In the case of a wireline Retrievable SSSV of a wireline Retrievable SSSV, the mode of retention of the SSSV in the nipple is fundamentally the same at the mechanical retention of a wireline plug set in a nipple .The ability to remain set in the nipple is tested during the leak test .A Tubing Retrievable SSSV is designed and installed as a part of production tubing completion .Thus there is no potential to move up-hole under application of differential pressure.
The type of SSSV (Ball or Flapper) has a bearing on the reability of the valve to remain sealing:
Ball Valve
In the case of a Ball Valve isolating the accumulator from the balance line positively prevent the ball rotating and hence maintains the seal integrity .Any flow of fluid down through the valve ,lifting it off its seat, will be temporary ,and any reversal of flow /pressure will immediately reseat the ball.
Flapper Valve
In the case of flapper valve, unlike the ball, there is no certainly that the flapper will remain our reseat once differential pressure is removed – The spring which induces flapper closure can not be relied on the same way. Thus, a flapper valve should not relied on as a barrier where there is the possibility of it being unseated, e.g. by pressure reversal or a dropped object.
The argument that a flapper valve is of no use as an emergency device(its prime function in life), does not follow , as the valve will close an a flowing well situation irrespective of spring action ,where fluid dynamics will ensure the flapper moves the closed position once the protective sleeve moves up. This is also the case for a well suspended with the Xmas Tree installed (See section 5) , where a flapper valve is the normal safety device that would be installed during the production phase of the well.
In considering the case of an SSSV that is used as a barrier, the problem that arises of how one can leak test the surface barrier,e.g .the tree or a retrievable bridge plug, This arises as once can not easily trap pressure between the SSSV and surface with a chance of observing meaningful flow through the barrier, except in a gas environment. In this case its considered acceptable to adopt the following procedures:
- If a Xmas Tree Valve is to be used as the surface barrier , then first leak test the Tree Valve , open it close and leak test the SSSV ,and then close the Tree valve. Due to the high reliability of gate valves this procedure is acceptable (See 4 and 5 below)
- If a plug is to be used as a surface barrier , it must be of a type that a pressure test from above gives assurance that the plug will hold pressure from below First close and leak test SSSV, and then set and pressure test the plug.
In both cases, leave the pressure differential across the SSSV,i.e, do not equalise. This ensures that work is carried out in a situation where there is no pressure below the top barrier.

______

* **What to work on**:
**A.** In order, list the steps the SSSV text gives for using a Xmas Tree Valve as the surface barrier.
**B.** Translate this sentence from the SSSV text into Spanish: "A Tubing Retrievable SSSV is designed and installed as a part of production tubing completion."
**C.** Update the SSSV text between "In the case of a wireline" and "of differential pressure.", inclusive, and write it out again with "leak test" changed to "pressure test".
The records have nothing to do with the SSSV text.

* **Data extract**:
______

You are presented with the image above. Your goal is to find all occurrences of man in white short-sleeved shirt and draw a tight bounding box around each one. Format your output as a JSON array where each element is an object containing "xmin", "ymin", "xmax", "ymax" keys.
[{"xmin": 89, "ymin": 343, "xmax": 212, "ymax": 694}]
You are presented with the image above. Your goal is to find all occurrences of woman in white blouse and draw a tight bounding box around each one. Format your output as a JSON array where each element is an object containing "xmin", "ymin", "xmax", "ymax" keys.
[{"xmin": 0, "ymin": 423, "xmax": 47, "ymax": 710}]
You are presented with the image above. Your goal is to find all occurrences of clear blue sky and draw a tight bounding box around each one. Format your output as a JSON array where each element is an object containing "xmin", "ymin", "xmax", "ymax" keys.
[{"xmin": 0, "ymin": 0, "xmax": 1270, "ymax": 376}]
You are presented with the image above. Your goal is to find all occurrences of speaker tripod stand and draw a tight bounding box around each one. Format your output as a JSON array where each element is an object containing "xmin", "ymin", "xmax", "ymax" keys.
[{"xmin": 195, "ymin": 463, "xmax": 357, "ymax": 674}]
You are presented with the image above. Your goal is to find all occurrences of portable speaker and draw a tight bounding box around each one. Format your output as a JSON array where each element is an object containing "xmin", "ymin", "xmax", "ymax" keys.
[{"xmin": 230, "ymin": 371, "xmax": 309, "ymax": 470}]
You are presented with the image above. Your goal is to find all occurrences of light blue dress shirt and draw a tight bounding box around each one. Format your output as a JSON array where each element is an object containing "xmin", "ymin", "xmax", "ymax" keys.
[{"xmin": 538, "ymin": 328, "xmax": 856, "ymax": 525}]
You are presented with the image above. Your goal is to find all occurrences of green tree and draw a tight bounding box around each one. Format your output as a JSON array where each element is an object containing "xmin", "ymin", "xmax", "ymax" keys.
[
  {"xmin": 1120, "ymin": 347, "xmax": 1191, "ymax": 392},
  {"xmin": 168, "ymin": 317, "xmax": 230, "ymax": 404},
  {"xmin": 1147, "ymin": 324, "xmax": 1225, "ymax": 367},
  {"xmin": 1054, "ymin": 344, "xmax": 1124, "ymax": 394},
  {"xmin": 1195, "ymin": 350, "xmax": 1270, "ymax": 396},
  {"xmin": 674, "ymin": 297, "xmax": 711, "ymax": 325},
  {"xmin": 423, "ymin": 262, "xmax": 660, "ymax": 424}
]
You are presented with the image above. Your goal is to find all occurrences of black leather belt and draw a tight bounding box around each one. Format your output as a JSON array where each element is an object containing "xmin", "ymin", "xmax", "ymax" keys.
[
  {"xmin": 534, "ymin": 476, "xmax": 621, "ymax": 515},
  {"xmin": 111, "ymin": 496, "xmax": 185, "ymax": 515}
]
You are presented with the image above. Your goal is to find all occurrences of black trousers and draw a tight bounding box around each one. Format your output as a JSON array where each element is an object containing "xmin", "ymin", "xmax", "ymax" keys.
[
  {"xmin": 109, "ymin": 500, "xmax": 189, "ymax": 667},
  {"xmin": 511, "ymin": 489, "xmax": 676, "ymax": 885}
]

______

* **Expected responses**:
**A.**
1. Leak test the Tree Valve.
2. Open it.
3. Close and leak test the SSSV.
4. Close the Tree Valve.

**B.** Una SSSV recuperable con la tubería se diseña e instala como parte de la completación de la tubería de producción.

**C.**
In the case of a wireline Retrievable SSSV of a wireline Retrievable SSSV, the mode of retention of the SSSV in the nipple is fundamentally the same at the mechanical retention of a wireline plug set in a nipple .The ability to remain set in the nipple is tested during the pressure test .A Tubing Retrievable SSSV is designed and installed as a part of production tubing completion .Thus there is no potential to move up-hole under application of differential pressure.